* **WHAT THE TASK ASKS**
Copy each of the rows below word for word.

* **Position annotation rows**
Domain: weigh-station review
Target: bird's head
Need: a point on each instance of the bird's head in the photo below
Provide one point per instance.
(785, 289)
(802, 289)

* **FINAL ANSWER**
Domain: weigh-station review
Target: bird's head
Need: a point on each instance of the bird's head in the photo below
Provide one point per instance.
(785, 289)
(802, 289)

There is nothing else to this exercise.